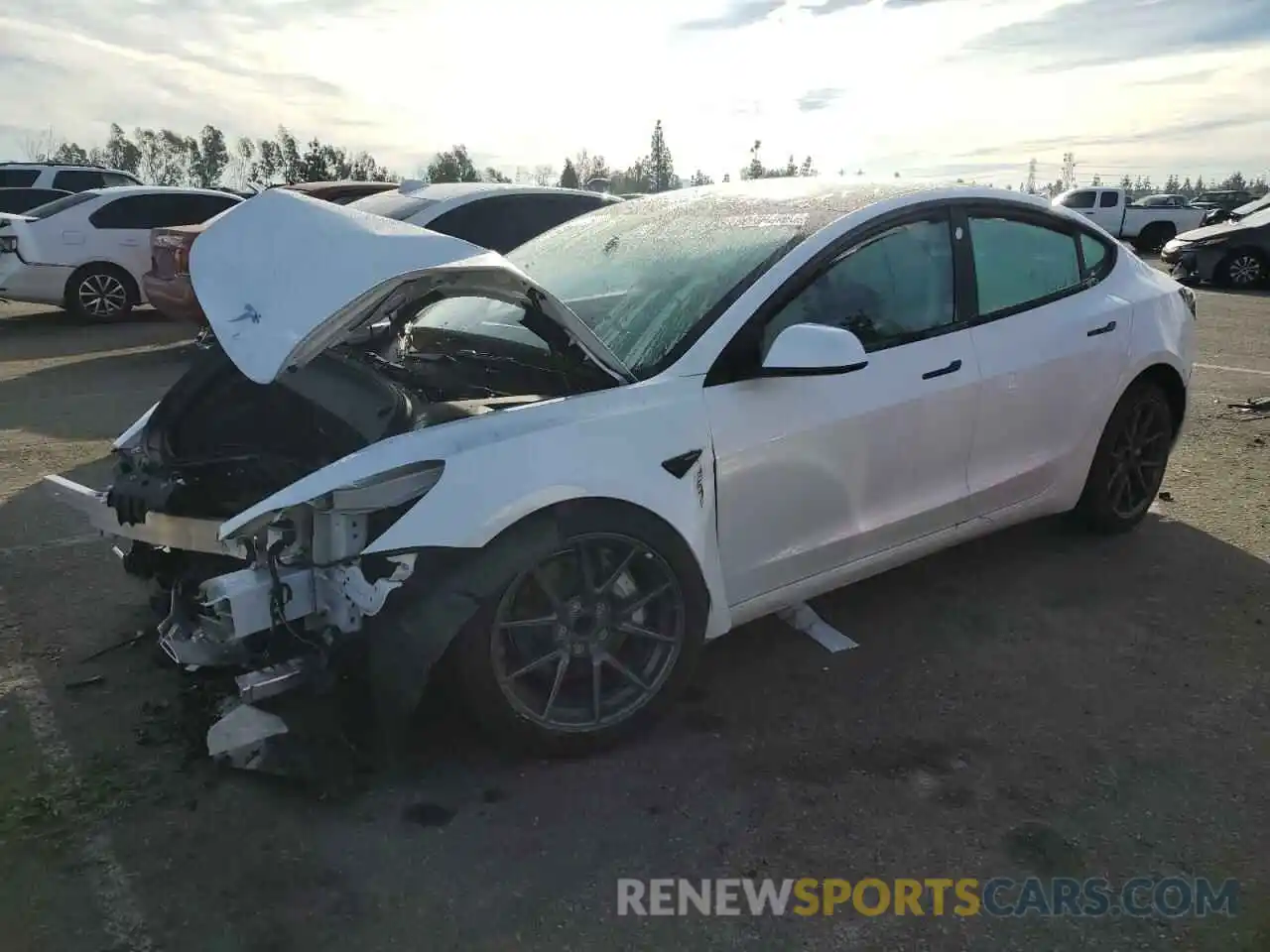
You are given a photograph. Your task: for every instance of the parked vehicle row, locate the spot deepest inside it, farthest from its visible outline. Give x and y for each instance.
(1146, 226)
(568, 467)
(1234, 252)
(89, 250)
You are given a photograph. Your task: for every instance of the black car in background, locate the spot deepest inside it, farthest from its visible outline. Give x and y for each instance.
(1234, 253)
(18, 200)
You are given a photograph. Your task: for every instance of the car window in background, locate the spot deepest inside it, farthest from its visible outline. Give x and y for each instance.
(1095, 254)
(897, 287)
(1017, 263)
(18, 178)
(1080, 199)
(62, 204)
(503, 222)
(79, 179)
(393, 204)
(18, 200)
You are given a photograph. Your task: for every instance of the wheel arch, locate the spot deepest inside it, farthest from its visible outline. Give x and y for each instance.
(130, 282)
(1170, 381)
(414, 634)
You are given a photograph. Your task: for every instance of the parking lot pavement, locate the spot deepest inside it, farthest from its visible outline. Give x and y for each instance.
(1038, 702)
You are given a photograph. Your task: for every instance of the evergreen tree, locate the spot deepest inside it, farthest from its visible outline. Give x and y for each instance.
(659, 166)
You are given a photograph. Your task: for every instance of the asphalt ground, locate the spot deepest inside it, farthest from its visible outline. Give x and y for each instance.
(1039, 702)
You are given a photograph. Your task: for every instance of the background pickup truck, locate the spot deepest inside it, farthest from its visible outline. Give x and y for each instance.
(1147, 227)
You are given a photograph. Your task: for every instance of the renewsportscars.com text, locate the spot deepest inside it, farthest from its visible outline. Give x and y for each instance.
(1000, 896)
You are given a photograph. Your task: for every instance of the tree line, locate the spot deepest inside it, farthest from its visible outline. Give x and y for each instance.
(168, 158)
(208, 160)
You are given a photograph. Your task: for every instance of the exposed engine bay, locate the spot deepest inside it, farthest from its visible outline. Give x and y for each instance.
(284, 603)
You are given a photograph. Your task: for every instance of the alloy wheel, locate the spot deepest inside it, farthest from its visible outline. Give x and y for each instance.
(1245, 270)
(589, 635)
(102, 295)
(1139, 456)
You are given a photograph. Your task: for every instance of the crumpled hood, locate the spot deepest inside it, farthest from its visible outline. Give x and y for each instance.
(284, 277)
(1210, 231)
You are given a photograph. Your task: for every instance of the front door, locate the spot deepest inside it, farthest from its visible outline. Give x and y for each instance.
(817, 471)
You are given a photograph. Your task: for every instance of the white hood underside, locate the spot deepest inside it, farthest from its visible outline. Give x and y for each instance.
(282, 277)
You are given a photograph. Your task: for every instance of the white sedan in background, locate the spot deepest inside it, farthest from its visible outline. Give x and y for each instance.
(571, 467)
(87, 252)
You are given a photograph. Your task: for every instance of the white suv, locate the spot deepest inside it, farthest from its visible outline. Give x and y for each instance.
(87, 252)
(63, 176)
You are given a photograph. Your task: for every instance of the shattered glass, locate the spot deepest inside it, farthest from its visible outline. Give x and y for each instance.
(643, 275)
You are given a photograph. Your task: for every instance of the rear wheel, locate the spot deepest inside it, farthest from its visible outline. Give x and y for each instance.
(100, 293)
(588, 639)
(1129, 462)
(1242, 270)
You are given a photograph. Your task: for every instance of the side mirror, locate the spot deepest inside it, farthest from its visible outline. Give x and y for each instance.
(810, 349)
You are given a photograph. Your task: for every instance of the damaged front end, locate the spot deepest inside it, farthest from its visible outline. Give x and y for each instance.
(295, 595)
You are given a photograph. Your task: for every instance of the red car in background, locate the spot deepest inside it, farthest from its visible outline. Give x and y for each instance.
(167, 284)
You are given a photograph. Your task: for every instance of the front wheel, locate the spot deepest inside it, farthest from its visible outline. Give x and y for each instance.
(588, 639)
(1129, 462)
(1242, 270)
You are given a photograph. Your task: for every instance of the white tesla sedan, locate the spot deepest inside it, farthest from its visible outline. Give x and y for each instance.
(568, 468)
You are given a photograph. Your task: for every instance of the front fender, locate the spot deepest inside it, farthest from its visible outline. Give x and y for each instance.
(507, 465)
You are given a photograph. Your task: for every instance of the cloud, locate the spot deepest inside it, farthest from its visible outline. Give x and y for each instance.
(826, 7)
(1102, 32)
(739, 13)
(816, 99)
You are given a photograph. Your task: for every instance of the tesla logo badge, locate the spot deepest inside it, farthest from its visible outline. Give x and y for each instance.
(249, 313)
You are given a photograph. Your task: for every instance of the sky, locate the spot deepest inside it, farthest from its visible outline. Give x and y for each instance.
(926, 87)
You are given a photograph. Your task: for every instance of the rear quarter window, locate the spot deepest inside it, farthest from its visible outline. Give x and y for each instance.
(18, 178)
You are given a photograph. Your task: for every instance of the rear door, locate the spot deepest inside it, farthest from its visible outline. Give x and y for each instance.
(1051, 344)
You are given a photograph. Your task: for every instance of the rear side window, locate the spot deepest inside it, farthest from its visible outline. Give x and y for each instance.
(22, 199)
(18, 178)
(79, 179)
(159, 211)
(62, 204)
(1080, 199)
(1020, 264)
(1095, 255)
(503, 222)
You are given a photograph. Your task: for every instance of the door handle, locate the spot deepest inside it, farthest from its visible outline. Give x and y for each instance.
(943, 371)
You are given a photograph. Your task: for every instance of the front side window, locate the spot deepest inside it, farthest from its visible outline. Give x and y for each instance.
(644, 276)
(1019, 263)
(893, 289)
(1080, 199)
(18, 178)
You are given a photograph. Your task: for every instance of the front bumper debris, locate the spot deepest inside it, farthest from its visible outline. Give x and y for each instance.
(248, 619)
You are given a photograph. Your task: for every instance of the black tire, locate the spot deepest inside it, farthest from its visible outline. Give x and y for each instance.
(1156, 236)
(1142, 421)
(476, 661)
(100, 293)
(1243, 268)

| Goal |
Go through the listing above and write it all out exactly, leaving out any picture.

| Solved problem |
You are given a photograph. Your task: for every instance of the parked vehicle row, locate the spot deepest inside it, farthest from its visible outline. Give x and y for each instance.
(1146, 226)
(568, 467)
(1234, 252)
(89, 250)
You are given a photograph. Your task: for every instance of the black car in background, locate the spot deepest inside it, farthest from its visible outline. Give x and y for each instance.
(1234, 253)
(18, 200)
You are given a photograph. Your task: for every instance of the car window in background, locate the spot deepest inside it, farthest from its visible outline. Give x and y for each instance.
(1095, 254)
(897, 287)
(1017, 263)
(18, 178)
(1080, 199)
(62, 204)
(503, 222)
(79, 179)
(393, 204)
(18, 200)
You are given a photograph. Your task: for every instance of the wheel arch, locate the spot deepest inside it, farthest from its visible outline. Give x and y for each instance.
(130, 282)
(1170, 381)
(414, 634)
You are given a photograph. Your task: for every instance of the parking lot pavement, locate the spot deepest inside it, farthest from its visible outline. Give x and y for each instance.
(1038, 702)
You are given a photograph. Your task: for every instance of the evergreen tree, locate the spot deepest inside it, farthest from its visible outline. Give x and y for each instance.
(659, 166)
You are given a photograph. Your task: for every instance of the asphalt ground, locate the spot deepest inside it, farthest from its visible outline. Give x and y for each instance.
(1039, 702)
You are given a photograph. Your task: for every instance of the background pickup truck, locate the spot deepest inside it, farthest from its visible outline. Give x and y for each instance.
(1147, 227)
You are given a photograph. Your task: for every instance of the renewsportscars.com text, locate the spot deepest inside it, farthest from its visible outline. Give x and y for each instance.
(1000, 896)
You are given a photograph. Your task: for every instance of the tree line, locate the spot deepest inside it, farthest from its visible outline. Give x and y for each instance.
(168, 158)
(208, 160)
You are given a photograph. Your task: for every instance of the exposed engine bay, locate the spot deepest inside it, farthest from its visible outline. Give x and y for each instance.
(284, 603)
You are given a photograph. Your task: for every instance of the alloy wheel, locate the spot deepest inside it, farthest from its visible outline. Give x and y for each instance.
(1245, 270)
(589, 635)
(102, 295)
(1139, 456)
You are given a photograph. Your task: for every instance of the crumpled hood, locate the spot deepest inside it, farthest from its visible outline. Give x and y for each instance.
(284, 277)
(1210, 231)
You are given a photograph. Your task: for every instance of the front door, locate the spot deepest inside it, farthest from its visible outline. Give x and y for each instance.
(817, 471)
You are given a photograph. Your task: for every instance of the white hood underside, locate the spot deepest inside it, farthest from its visible outline. Give x and y for each instance.
(282, 277)
You are given a photograph. Your task: for every instance of the white sedan in background, locate the spot deepest inside it, farthest from its visible outline. Give x and y for each instance.
(571, 467)
(87, 252)
You are given a photograph. Your task: for every instance of the white suv, locate the spot deepest inside it, farthest from its visible outline. Give x and y for each instance.
(87, 252)
(63, 176)
You are given a photograph. Your task: for every instance of the shattered glass, locate the spot deepest inside it, farthest from its visible outline. Give x and y for each instance.
(643, 275)
You are given a photograph. Your task: for every instance of the rear wheel, locate the spot deepest inside it, farthest from its visible outline. Give x and y for each instance.
(100, 293)
(588, 639)
(1129, 462)
(1242, 270)
You are given a photograph. Your task: for every instance of the side mirror, locate the spot deepest inside it, farthest from its visible outline. Give x and y for each instance.
(810, 349)
You are given a photograph. Your task: for every instance of the damaged front end, locate the spot deepest inside it, farthest from its visible outline. Give x and y for each instance.
(295, 595)
You are given a photograph. Your task: for every instance of the red car in background, locate the spot deepest inside it, farthest from its visible outline. Give x and y for each instance.
(167, 284)
You are given a photograph. Your task: for every instance of the front wheel, locate the spot deepest inside it, farthest from its visible outline. Give x and y for each instance.
(588, 639)
(1129, 462)
(1242, 270)
You are given a photograph. Your task: for every instance of the white tesla sedan, locate the spot deepest inside it, farthest from its visible outline. Give x and y for each instance.
(568, 468)
You are given a photograph. Your task: for every instance of the front fender, locate the spot deepest inside it, farthest from its visible outline. Give x and y for each instance.
(507, 465)
You are given a photograph. Your task: for every instance of the cloud, locate the spot deepest inside it, farthest from its visible outline. Give x and y for each instance.
(826, 7)
(1102, 32)
(739, 13)
(816, 99)
You are given a photograph. Your task: for every instance of the tesla logo badge, locate the spot deepest inside it, farthest from its visible outline. Give x and y for each instance.
(249, 313)
You are given a photograph. Your task: for every instance of the sky, locate the spot deepest inside it, farthest from its visible outline. Give x and y for each instance.
(926, 87)
You are given a photograph. Your task: for every instance of the rear quarter window, locate the spot deepest inside it, farthest from its visible outline. Give x and y for each instance.
(18, 178)
You are given a photograph. Your task: for every instance of the rear door, locate the spot deepest inside it, farthest from its visible outline. Give x and y for each instance.
(1051, 344)
You are given a photograph. Your task: for every instance of the rear side window, locate the spot deepest inside it, farthest from its visible outline. Give x and y for each instance.
(22, 199)
(18, 178)
(79, 179)
(159, 211)
(62, 204)
(1080, 199)
(1020, 264)
(1095, 255)
(503, 222)
You are given a photograph. Your task: for every instance of the door handle, locate the spot deepest inside it, farthest from its visible outline. Give x and y for each instance.
(943, 371)
You are given a photograph. Your task: for every instance of the front side window, locate the spot deepest inside it, farthest from its visible outline. Give x and y for each instance.
(644, 276)
(1019, 263)
(893, 289)
(1080, 199)
(18, 178)
You are given a photograph. Your task: for every instance of the front bumper debris, locate the spot deepest inside it, farthest from its visible outline. Give x and y for each instance.
(248, 619)
You are given a photograph. Your task: for every instance of the black tire, locate the spot deepest inside it, farthest from its visible outline. Give x and y for each instance.
(1156, 236)
(1142, 421)
(476, 661)
(100, 293)
(1243, 268)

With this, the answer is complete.